■ Exercise directions: In the passage on Seneca, what does Seneca say he requires of himself?

For a short period of his life,
indeed, Seneca was at the summit of power; yet, courtier as he was, he
incurred the hatred, the suspicion, and the punishment of all the three
Emperors during whose reigns his manhood was passed. "Of all
unsuccessful men," says Mr. Froude, "in every shape, whether divine or
human, or devilish, there is none equal to Bunyan's Mr.
Facing-both-ways--the fellow with one eye on heaven and one on
earth--who sincerely preaches one thing and sincerely does another, and
from the intensity of his unreality is unable either to see or feel the
contradiction. He is substantially trying to cheat both God and the
devil, and is in reality only cheating himself and his neighbours. This
of all characters upon the earth appears to us to be the one of which
there is no hope at all, a character becoming in these days alarmingly
abundant; and the aboundance of which makes us find even in a Reineke an
inexpressible relief." And, in point of fact, the inconsistency of
Seneca's life was a _conscious_ inconsistency. "To the student," he
says, "who professes his wish to rise to a loftier grade of virtue, I
would answer that this is my _wish_ also, but I dare not hope it. _I am
preoccupied with vices. All I require of myself is, not to be equal to
the best_, but only _to be better than the bad_." No doubt Seneca meant
this to be understood merely for modest depreciation; but it was far
truer than he would have liked seriously to confess. He must have often
and deeply felt that he was not living in accordance with the light
which was in him.

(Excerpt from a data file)
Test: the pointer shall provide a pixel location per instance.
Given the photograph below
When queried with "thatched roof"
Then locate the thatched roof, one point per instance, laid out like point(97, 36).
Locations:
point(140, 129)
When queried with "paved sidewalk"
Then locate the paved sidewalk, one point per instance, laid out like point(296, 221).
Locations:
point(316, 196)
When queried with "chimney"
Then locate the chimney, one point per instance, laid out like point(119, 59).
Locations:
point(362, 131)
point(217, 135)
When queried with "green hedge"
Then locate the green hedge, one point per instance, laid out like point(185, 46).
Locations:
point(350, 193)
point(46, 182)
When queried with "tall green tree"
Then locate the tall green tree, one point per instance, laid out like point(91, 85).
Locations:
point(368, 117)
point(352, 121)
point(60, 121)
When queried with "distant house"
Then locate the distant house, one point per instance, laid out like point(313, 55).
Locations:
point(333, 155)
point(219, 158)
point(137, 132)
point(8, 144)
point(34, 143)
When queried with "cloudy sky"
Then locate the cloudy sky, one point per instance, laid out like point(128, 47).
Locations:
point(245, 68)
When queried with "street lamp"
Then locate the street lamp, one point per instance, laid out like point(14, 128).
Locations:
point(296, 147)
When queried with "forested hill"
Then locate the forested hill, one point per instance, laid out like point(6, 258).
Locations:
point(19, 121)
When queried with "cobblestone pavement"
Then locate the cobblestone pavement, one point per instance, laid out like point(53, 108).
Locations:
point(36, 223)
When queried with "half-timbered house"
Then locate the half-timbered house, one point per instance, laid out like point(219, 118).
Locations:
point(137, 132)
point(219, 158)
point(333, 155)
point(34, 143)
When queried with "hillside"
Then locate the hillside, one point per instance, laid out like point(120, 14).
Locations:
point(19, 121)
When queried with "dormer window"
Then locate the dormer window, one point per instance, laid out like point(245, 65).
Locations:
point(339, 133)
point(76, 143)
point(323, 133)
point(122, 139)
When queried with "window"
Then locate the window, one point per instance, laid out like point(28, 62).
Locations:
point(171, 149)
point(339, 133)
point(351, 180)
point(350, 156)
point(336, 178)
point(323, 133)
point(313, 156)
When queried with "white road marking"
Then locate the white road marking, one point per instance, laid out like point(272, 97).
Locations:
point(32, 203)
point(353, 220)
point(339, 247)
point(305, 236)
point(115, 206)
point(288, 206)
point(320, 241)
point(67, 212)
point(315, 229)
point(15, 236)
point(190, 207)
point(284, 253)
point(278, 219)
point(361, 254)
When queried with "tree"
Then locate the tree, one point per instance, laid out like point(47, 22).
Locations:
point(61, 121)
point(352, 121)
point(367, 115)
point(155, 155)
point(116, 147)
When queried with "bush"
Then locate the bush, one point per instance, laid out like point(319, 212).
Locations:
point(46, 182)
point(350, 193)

==

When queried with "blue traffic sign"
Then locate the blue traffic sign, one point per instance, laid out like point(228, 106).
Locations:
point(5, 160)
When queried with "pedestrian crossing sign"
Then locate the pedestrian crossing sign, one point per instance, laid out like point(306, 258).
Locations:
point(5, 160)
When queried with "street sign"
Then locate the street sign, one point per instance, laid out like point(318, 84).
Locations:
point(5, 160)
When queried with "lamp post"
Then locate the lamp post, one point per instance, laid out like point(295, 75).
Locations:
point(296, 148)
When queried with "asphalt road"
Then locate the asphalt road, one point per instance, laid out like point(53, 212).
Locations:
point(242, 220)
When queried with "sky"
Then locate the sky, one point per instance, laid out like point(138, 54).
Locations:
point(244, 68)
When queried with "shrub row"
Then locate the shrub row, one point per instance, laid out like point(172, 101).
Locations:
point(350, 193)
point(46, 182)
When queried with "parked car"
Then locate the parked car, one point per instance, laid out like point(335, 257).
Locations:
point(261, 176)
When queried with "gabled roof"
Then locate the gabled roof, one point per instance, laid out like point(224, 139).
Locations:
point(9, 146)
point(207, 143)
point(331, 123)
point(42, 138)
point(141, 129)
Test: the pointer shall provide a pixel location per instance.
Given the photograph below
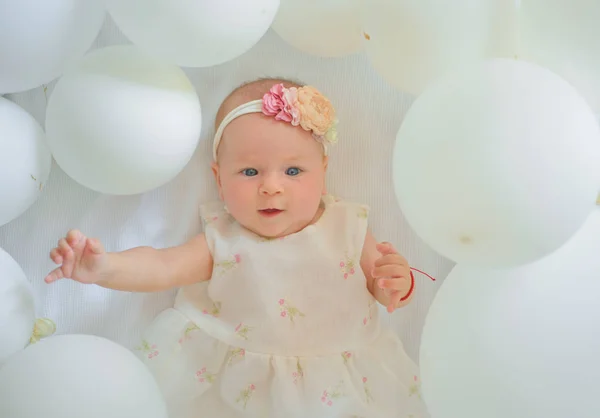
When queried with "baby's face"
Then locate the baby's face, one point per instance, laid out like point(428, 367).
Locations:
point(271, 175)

■ Final result: Not to be equal to the best, but only to be better than the bad.